- _Problems to solve_
**1)** From the squirrels thread, extract the passage starting at "I love to snuggle" and ending at "come the squirrels!".
**2)** In the squirrels thread, what does LeopardArchModels say his wife does for squirrels?

# Squirrels



## LeopardArchModels (10 mo ago)

My wife and I love squirrels, and she is a rehabber for them. Now that I have a resin 3D printer, I fill the open areas of my print files with little details like squirrels. I expect the squirrel population on the layout to go through a rapid growth spurt.


----------



## Big Ed (Jun 16, 2009)

LeopardArchModels said:


> My wife and I love squirrels, and she is a rehabber for them. Now that I have a resin 3D printer, I fill the open areas of my print files with little details like squirrels. I expect the squirrel population on the layout to go through a rapid growth spurt.
> 
> View attachment 593387


Does your cat like squirrels?


----------



## Steve on Cattail Creek (11 mo ago)




----------



## LeopardArchModels (10 mo ago)

I love to snuggle with squirrels! Now my brother Zacchaeus has a different attitude....


----------



## LeopardArchModels (10 mo ago)

Here come the squirrels!


----------



## Steve on Cattail Creek (11 mo ago)

Nice! It's a shame so many got caught by the glue traps, though . . .


----------



## LeopardArchModels (10 mo ago)

NYC U-8 7826 performing switching duties. The squirrels don't seem to mind.


----------

- _Supplied records_
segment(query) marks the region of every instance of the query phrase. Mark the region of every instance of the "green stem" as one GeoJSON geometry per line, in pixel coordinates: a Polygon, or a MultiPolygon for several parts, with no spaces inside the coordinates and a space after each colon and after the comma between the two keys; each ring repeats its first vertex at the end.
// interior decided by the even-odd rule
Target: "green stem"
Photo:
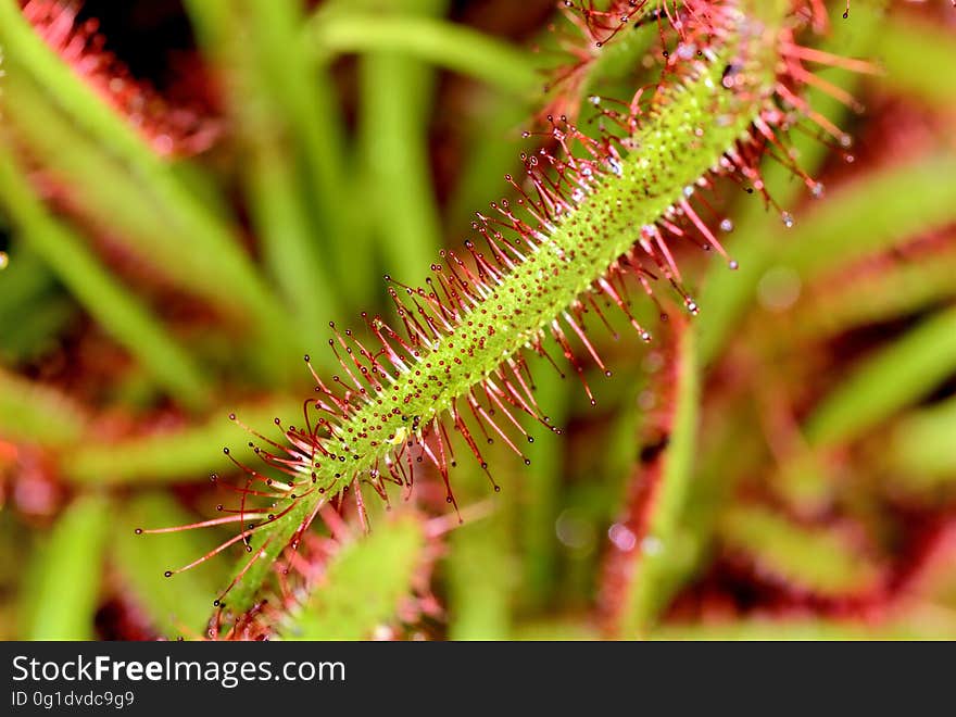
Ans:
{"type": "Polygon", "coordinates": [[[342,53],[401,53],[519,97],[543,84],[528,52],[464,25],[432,17],[319,12],[310,22],[306,38],[323,63],[342,53]]]}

- _Expected answers_
**1)**
I love to snuggle with squirrels! Now my brother Zacchaeus has a different attitude....


----------



## LeopardArchModels (10 mo ago)

Here come the squirrels!

**2)** She is a rehabber for them.